▶ AVAILABLE RECORDS
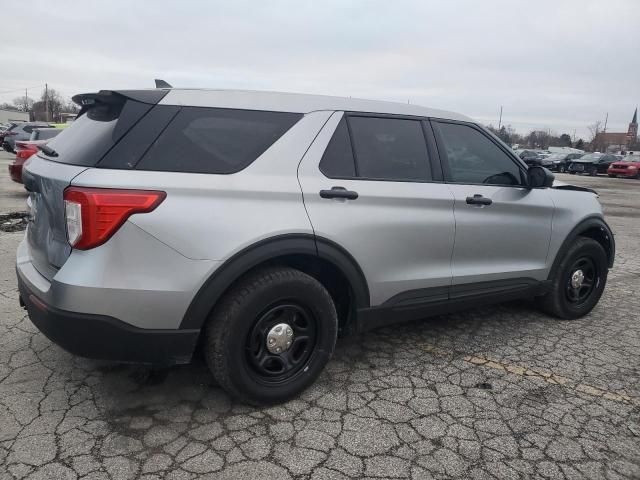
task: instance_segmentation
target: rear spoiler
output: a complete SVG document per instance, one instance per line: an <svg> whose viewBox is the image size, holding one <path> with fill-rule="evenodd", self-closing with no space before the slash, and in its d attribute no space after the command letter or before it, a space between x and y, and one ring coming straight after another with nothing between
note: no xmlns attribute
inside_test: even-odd
<svg viewBox="0 0 640 480"><path fill-rule="evenodd" d="M140 103L155 105L169 90L100 90L97 93L80 93L71 97L73 102L80 106L78 117L97 104L109 105L124 103L125 100L134 100Z"/></svg>

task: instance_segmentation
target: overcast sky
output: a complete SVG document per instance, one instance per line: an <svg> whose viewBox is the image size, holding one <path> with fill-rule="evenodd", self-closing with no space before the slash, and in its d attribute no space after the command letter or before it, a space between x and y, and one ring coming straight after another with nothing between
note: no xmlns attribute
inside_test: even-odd
<svg viewBox="0 0 640 480"><path fill-rule="evenodd" d="M640 1L13 1L0 103L153 86L410 101L519 132L626 131ZM20 90L22 89L22 90Z"/></svg>

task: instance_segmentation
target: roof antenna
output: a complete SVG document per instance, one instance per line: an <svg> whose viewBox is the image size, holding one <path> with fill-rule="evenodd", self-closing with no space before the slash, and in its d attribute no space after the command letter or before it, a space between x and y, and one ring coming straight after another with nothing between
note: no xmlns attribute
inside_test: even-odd
<svg viewBox="0 0 640 480"><path fill-rule="evenodd" d="M169 85L167 82L165 82L164 80L160 80L159 78L156 78L156 88L173 88L173 87Z"/></svg>

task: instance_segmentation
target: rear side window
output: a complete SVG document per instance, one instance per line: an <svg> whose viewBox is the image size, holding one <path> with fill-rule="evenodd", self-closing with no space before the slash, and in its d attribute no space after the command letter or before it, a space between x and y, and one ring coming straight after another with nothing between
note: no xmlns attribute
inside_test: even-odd
<svg viewBox="0 0 640 480"><path fill-rule="evenodd" d="M349 117L358 176L431 180L427 142L419 120Z"/></svg>
<svg viewBox="0 0 640 480"><path fill-rule="evenodd" d="M320 171L330 178L355 177L356 168L347 120L342 117L320 160Z"/></svg>
<svg viewBox="0 0 640 480"><path fill-rule="evenodd" d="M136 169L235 173L262 155L301 117L295 113L184 107Z"/></svg>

▶ TASK
Output the data above verbatim, pictures excluded.

▶ SOLUTION TO THE EXERCISE
task: instance_segmentation
target: rear spoiler
output: a complete SVG document per instance, one instance per line: an <svg> whose viewBox is the image size, holding one <path> with fill-rule="evenodd", self-closing with no space before the slash, and in its d attribute no space after the command letter or before it, a space between x and y, and one ring coming straight after another with nothing between
note: no xmlns attribute
inside_test: even-odd
<svg viewBox="0 0 640 480"><path fill-rule="evenodd" d="M140 103L155 105L169 90L100 90L97 93L80 93L71 97L73 102L80 106L78 117L97 104L109 105L124 103L125 100L134 100Z"/></svg>

task: instance_segmentation
target: overcast sky
output: a complete SVG document per instance, one instance per line: an <svg> whose viewBox is the image size, holding one <path> with fill-rule="evenodd", self-closing with no space before the slash, and in its d attribute no space after the command letter or before it, a space between x and y, and one ring coming straight after another with nothing between
note: no xmlns attribute
inside_test: even-odd
<svg viewBox="0 0 640 480"><path fill-rule="evenodd" d="M640 1L13 1L0 103L153 86L410 101L519 132L626 131ZM20 90L22 89L22 90Z"/></svg>

task: instance_segmentation
target: roof antenna
output: a complete SVG document per instance, one instance per line: an <svg> whose viewBox is the image size, holding one <path> with fill-rule="evenodd", self-closing with no space before the slash, and in its d attribute no space after the command letter or before it, a space between x and y, and one ring coming straight after another with nothing between
note: no xmlns attribute
inside_test: even-odd
<svg viewBox="0 0 640 480"><path fill-rule="evenodd" d="M169 85L167 82L165 82L164 80L160 80L159 78L156 78L156 88L173 88L173 87Z"/></svg>

task: instance_segmentation
target: rear side window
output: a complete SVG document per instance, one instance per line: an <svg> whose viewBox is the image size, holding one <path> with fill-rule="evenodd", self-closing with no space before the slash, and in its d attribute no space after the command letter or before it, a space between x and y, and one ring coming straight after another with nothing between
note: no xmlns attribute
inside_test: even-odd
<svg viewBox="0 0 640 480"><path fill-rule="evenodd" d="M349 117L358 176L431 180L427 142L419 120Z"/></svg>
<svg viewBox="0 0 640 480"><path fill-rule="evenodd" d="M320 171L330 178L355 177L356 168L347 120L342 117L320 160Z"/></svg>
<svg viewBox="0 0 640 480"><path fill-rule="evenodd" d="M136 169L235 173L262 155L301 117L295 113L184 107Z"/></svg>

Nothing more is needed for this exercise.